# Start of Stored records

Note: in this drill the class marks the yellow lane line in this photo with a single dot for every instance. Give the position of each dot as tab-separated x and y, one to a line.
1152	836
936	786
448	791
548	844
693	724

# End of Stored records

Requirement → Reproduce the listing above, replacing "dot" with "point" wherever it occurs and leaving every other word and number as it is.

Result of this exercise →
Note: in this drill the class marks the yellow lane line in this photo with a single point for every instance. Give the position of each point as tab-separated x and y, one to a line.
1152	836
936	786
448	791
548	844
693	724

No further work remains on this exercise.